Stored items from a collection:
-------
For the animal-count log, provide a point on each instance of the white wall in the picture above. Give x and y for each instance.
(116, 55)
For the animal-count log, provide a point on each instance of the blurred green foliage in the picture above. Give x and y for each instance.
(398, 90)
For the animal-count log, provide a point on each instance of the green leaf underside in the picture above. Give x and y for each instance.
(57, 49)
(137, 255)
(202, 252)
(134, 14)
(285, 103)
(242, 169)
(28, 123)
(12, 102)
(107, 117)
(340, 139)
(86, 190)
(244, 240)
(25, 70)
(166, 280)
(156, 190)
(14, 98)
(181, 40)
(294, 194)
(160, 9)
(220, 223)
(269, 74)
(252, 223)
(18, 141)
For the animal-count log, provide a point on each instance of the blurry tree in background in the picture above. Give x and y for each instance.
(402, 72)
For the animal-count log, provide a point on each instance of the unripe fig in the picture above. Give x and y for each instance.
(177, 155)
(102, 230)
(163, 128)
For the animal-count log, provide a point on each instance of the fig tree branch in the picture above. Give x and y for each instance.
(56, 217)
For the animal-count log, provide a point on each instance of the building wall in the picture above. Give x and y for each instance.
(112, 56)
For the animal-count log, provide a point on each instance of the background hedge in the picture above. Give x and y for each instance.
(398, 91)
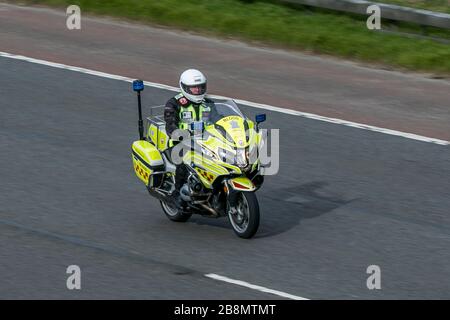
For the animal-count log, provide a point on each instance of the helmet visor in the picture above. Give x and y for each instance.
-------
## Work to be completed
Would you reproduce the lines above exactly, without carrying over the pictures?

## Written response
For the animal-count log, provide a point on each instance of the white wall in the picture above. Give x and y for each instance.
(116, 55)
For the animal-count log, provide a point on each instance of the blurred green foliage in the picture above. Give x and y for each instance.
(398, 90)
For the animal-count log, provide a point on each instance of the green leaf underside in the picture above. Give x and y for each instance.
(57, 49)
(137, 255)
(202, 252)
(134, 14)
(285, 103)
(242, 169)
(28, 123)
(12, 102)
(107, 117)
(340, 139)
(86, 190)
(244, 240)
(25, 70)
(166, 280)
(156, 190)
(14, 98)
(181, 40)
(294, 194)
(160, 9)
(220, 223)
(269, 74)
(252, 223)
(18, 141)
For the animal-count log, provide a point on each instance of the blurry tree in background in the picture above. Give x and y for each instance.
(402, 72)
For the animal-count log, provide a point on each instance of the unripe fig in the picture above. Give x and y for each instance.
(177, 155)
(102, 230)
(163, 128)
For the animal-count log, provide a point on each instance of the fig tree branch in the picture above. Give x and y for each instance.
(56, 217)
For the animal-count log, provide a point on each instance of the building wall in the picture above. Give x and y for each instance.
(112, 56)
For the animal-count log, provide a point on each instance of the background hedge in the picture above. Give x and y for each instance.
(398, 91)
For the animal-count log, provide a point on each instance of the helmet visor in the picture above. Give x and y for each instance.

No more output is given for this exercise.